[Records from a data collection]
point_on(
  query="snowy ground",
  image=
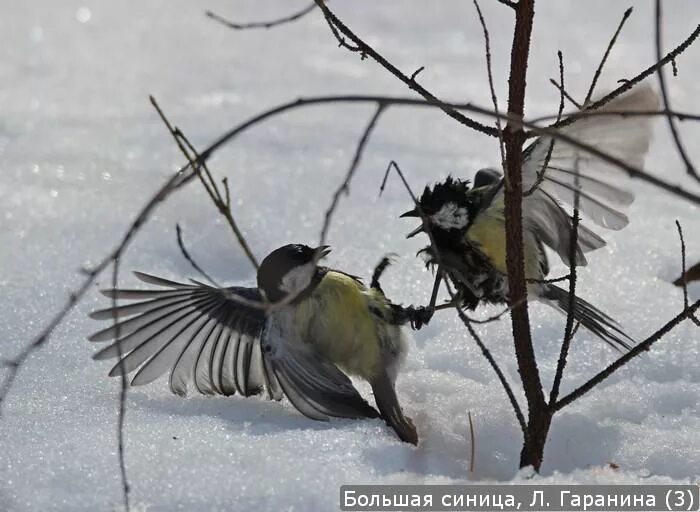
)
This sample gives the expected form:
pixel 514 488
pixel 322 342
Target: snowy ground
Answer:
pixel 81 150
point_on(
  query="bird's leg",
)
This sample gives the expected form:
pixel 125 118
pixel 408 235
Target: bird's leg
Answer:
pixel 421 315
pixel 388 405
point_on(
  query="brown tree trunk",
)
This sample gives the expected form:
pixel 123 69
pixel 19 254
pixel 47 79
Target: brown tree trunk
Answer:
pixel 539 417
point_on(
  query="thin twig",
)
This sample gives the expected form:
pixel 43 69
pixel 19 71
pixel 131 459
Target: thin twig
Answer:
pixel 508 3
pixel 690 168
pixel 263 24
pixel 123 385
pixel 570 315
pixel 684 280
pixel 626 358
pixel 472 443
pixel 13 365
pixel 189 258
pixel 489 72
pixel 628 84
pixel 582 114
pixel 514 137
pixel 599 70
pixel 548 156
pixel 549 281
pixel 344 186
pixel 366 49
pixel 198 164
pixel 566 95
pixel 484 350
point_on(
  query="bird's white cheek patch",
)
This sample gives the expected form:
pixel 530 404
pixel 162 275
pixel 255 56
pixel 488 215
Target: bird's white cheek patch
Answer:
pixel 298 278
pixel 451 216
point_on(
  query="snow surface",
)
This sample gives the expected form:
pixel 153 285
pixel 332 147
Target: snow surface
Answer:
pixel 81 150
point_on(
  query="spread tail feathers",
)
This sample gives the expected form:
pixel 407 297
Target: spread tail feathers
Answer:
pixel 590 317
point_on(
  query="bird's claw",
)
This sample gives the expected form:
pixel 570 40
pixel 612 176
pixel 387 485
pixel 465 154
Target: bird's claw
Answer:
pixel 419 316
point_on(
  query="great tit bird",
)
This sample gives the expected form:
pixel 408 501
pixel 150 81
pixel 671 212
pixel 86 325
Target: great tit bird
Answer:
pixel 468 224
pixel 304 350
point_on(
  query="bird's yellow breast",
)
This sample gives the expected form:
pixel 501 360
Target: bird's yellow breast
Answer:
pixel 489 233
pixel 336 320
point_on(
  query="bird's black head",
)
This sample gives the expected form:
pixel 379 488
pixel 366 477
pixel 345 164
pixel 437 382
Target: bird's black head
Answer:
pixel 447 206
pixel 451 206
pixel 289 269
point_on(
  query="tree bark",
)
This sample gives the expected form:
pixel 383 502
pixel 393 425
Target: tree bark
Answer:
pixel 539 417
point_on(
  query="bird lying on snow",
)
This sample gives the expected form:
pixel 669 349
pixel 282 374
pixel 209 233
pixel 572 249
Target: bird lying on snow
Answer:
pixel 333 327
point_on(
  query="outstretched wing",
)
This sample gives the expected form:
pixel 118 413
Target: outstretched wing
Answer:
pixel 570 171
pixel 199 333
pixel 203 336
pixel 314 385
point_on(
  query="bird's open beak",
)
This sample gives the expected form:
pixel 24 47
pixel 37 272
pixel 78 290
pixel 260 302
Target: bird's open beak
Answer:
pixel 413 233
pixel 410 213
pixel 323 251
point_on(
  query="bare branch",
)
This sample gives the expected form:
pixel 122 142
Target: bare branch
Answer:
pixel 489 72
pixel 684 281
pixel 628 84
pixel 123 385
pixel 262 24
pixel 198 164
pixel 484 350
pixel 344 186
pixel 551 131
pixel 690 169
pixel 563 92
pixel 570 317
pixel 548 156
pixel 508 3
pixel 190 259
pixel 366 49
pixel 581 114
pixel 626 358
pixel 598 71
pixel 472 443
pixel 514 137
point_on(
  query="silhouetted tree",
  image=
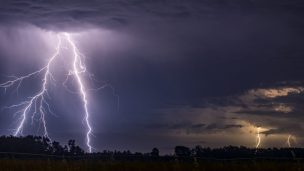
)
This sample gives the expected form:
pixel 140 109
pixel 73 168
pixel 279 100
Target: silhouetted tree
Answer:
pixel 181 151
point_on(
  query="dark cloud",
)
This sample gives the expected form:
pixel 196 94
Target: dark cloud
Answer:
pixel 199 66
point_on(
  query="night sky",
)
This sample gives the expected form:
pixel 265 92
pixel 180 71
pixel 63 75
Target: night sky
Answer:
pixel 178 72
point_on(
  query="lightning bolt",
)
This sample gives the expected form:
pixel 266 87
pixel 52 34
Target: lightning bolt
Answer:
pixel 288 141
pixel 258 138
pixel 78 69
pixel 38 103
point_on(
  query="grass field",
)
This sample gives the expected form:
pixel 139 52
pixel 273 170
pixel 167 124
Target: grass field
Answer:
pixel 83 165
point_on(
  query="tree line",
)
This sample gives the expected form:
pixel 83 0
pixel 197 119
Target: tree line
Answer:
pixel 42 147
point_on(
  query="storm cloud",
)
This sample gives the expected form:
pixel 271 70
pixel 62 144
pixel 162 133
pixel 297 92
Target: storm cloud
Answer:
pixel 185 72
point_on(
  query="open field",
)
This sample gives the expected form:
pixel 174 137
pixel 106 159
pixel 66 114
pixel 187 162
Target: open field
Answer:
pixel 90 165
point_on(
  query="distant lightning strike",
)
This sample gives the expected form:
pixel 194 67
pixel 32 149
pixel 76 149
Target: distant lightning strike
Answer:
pixel 38 104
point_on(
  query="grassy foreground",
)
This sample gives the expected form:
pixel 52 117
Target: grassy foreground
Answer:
pixel 83 165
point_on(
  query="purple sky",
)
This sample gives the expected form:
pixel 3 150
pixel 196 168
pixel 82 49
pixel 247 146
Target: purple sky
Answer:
pixel 195 72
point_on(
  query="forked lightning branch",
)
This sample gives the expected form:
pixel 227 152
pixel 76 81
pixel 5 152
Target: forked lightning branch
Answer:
pixel 37 104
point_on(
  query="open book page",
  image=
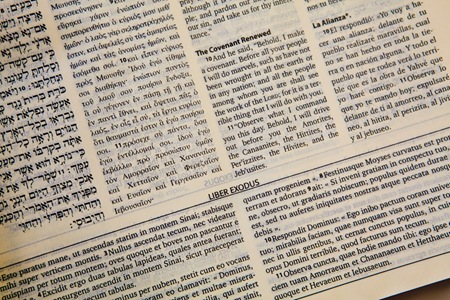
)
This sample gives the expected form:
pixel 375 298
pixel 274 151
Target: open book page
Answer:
pixel 223 149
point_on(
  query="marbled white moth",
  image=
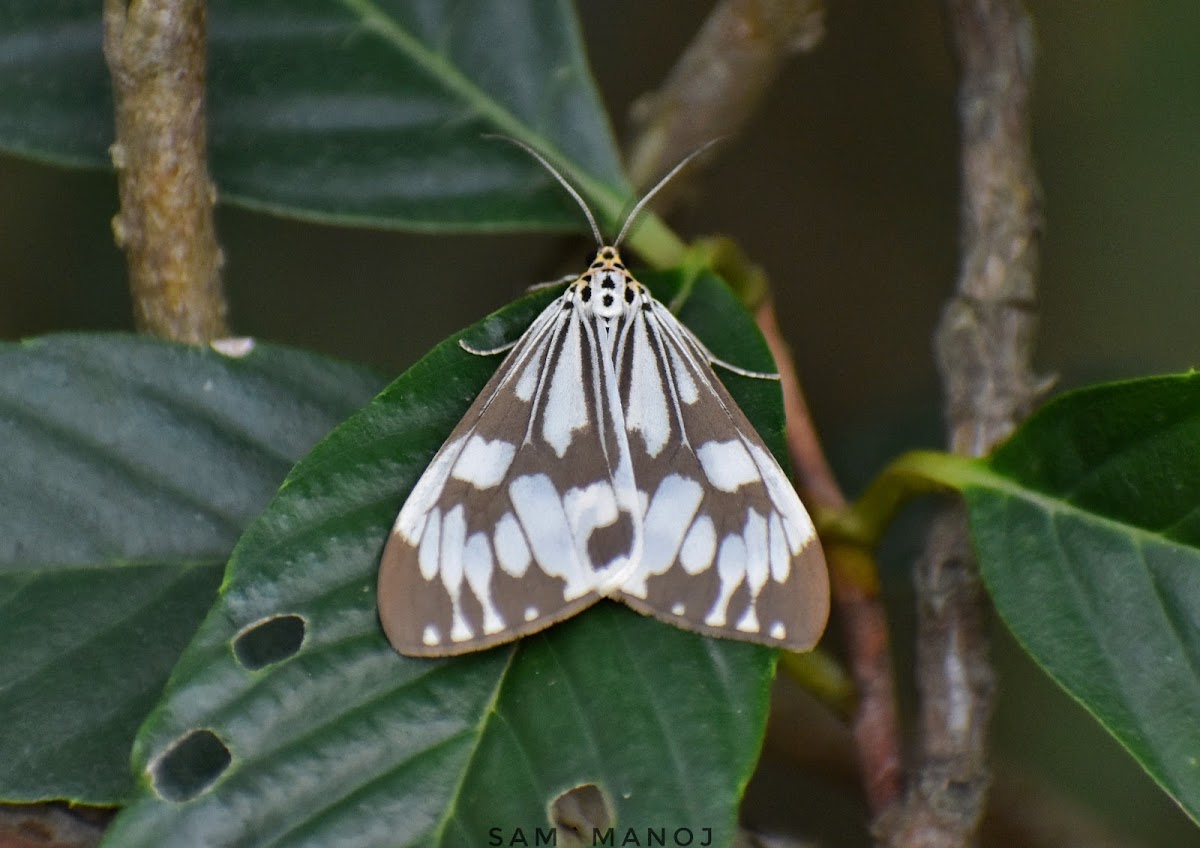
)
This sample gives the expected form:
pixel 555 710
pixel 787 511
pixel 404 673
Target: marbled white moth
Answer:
pixel 603 459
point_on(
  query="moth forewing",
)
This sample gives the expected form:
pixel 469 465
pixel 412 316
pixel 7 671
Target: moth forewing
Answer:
pixel 496 539
pixel 603 458
pixel 729 548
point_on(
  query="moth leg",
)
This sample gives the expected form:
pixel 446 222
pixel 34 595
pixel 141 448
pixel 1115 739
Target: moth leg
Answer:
pixel 486 352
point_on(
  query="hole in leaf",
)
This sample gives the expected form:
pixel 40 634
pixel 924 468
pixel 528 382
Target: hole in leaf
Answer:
pixel 190 767
pixel 577 813
pixel 269 641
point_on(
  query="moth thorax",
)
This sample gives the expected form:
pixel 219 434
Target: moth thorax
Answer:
pixel 609 294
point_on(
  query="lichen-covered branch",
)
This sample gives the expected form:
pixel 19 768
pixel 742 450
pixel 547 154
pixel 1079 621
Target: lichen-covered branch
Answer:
pixel 719 80
pixel 155 52
pixel 984 350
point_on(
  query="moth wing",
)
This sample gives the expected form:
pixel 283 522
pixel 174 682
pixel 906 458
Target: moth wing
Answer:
pixel 729 548
pixel 525 511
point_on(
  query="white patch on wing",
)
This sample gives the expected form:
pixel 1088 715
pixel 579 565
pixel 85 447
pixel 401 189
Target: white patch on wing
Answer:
pixel 565 408
pixel 454 540
pixel 484 463
pixel 427 554
pixel 647 409
pixel 664 525
pixel 727 464
pixel 587 509
pixel 511 551
pixel 797 523
pixel 757 567
pixel 699 546
pixel 731 569
pixel 540 510
pixel 528 383
pixel 478 567
pixel 685 386
pixel 411 521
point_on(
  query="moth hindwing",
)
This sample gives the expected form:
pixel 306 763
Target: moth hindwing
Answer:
pixel 603 459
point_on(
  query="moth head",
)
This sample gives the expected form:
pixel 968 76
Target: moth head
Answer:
pixel 606 287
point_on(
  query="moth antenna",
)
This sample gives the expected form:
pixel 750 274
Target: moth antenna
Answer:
pixel 649 196
pixel 568 186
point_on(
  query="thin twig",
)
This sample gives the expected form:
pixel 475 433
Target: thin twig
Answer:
pixel 719 80
pixel 155 52
pixel 984 348
pixel 856 594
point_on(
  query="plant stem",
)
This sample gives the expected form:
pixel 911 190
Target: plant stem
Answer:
pixel 720 79
pixel 984 348
pixel 155 52
pixel 856 591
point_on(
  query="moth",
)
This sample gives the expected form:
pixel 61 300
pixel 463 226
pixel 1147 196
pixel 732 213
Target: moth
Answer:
pixel 603 459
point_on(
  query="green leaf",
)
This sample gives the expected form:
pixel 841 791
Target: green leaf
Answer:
pixel 1087 528
pixel 130 469
pixel 348 110
pixel 346 743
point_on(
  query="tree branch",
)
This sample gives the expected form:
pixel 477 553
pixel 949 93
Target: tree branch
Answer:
pixel 984 350
pixel 155 52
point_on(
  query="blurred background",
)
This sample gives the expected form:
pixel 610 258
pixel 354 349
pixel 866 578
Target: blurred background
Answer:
pixel 845 188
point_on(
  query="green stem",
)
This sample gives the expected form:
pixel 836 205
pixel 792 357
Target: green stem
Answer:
pixel 913 474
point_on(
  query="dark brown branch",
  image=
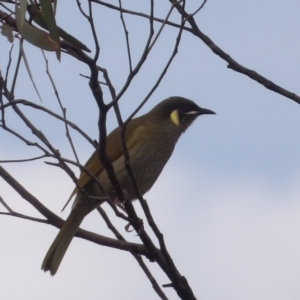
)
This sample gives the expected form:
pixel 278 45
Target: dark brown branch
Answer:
pixel 51 113
pixel 54 220
pixel 126 36
pixel 232 64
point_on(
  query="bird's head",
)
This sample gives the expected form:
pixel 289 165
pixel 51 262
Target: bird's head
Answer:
pixel 179 111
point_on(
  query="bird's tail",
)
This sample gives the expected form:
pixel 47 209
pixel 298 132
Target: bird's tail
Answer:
pixel 61 243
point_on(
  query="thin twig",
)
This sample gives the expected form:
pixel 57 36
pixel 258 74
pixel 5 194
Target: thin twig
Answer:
pixel 126 36
pixel 63 109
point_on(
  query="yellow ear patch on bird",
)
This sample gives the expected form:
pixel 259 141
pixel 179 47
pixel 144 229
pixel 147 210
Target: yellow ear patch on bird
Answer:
pixel 175 117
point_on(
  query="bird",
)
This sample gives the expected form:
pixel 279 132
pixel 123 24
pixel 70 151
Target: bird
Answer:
pixel 150 140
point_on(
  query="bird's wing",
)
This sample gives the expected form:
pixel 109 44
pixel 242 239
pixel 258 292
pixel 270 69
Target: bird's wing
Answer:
pixel 114 151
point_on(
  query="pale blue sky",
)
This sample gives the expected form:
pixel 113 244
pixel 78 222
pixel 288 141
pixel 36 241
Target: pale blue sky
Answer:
pixel 228 200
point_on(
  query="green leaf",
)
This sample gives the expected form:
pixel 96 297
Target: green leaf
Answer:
pixel 31 34
pixel 49 18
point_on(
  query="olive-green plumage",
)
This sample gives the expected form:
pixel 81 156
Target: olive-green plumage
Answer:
pixel 150 139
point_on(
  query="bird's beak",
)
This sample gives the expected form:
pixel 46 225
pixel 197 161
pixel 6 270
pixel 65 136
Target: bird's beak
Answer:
pixel 201 111
pixel 205 111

_Exercise prompt_.
Using the entries above, give again exactly the lines from the line holding "pixel 465 154" through the line holding "Target: bare branch". Include both end lines and nothing else.

_Solution to this task_.
pixel 465 154
Target: bird's claw
Answer:
pixel 419 316
point_on(
  query="great tit bird",
)
This sample gives the expected form:
pixel 408 501
pixel 150 81
pixel 671 212
pixel 86 325
Target: great tit bird
Answer:
pixel 468 224
pixel 304 350
point_on(
  query="bird's yellow breast",
)
This sample gives the expected form:
pixel 501 360
Target: bird's yellow breast
Answer:
pixel 489 233
pixel 336 320
point_on(
  query="bird's black head",
)
This sample gives the expected form:
pixel 379 488
pixel 366 477
pixel 345 164
pixel 437 382
Target: bird's black head
Answer:
pixel 447 206
pixel 451 206
pixel 289 269
point_on(
  query="tree bark",
)
This sample gives the expected form:
pixel 383 502
pixel 393 425
Target: tree bark
Answer:
pixel 539 417
point_on(
  query="bird lying on snow",
)
This sample gives the expected form:
pixel 669 349
pixel 282 374
pixel 209 233
pixel 572 249
Target: bird lying on snow
Answer:
pixel 333 327
point_on(
  query="outstretched wing",
)
This sample gives the expected form:
pixel 118 413
Target: outstretched wing
Answer:
pixel 570 171
pixel 199 333
pixel 203 336
pixel 314 385
point_on(
  query="bird's open beak",
)
This sample gives the expected form:
pixel 24 47
pixel 37 272
pixel 78 290
pixel 260 302
Target: bird's open beak
Answer:
pixel 413 233
pixel 410 213
pixel 323 251
point_on(
  query="bare branch",
)
This sample gives the expected form:
pixel 122 142
Target: bare branch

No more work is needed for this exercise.